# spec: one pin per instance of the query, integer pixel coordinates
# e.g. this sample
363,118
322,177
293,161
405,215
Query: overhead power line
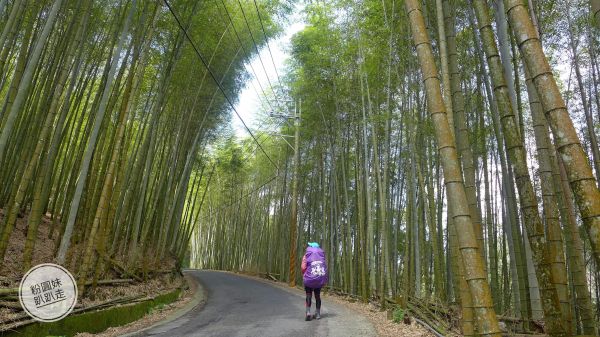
::::
*Work task*. Copy every line above exactly, leaving no picture in the copy.

*Completed task*.
# spec: one pin per instance of the query, integer pixel coordinates
# e.g. this sample
363,118
322,177
293,161
405,215
Query: overhead power line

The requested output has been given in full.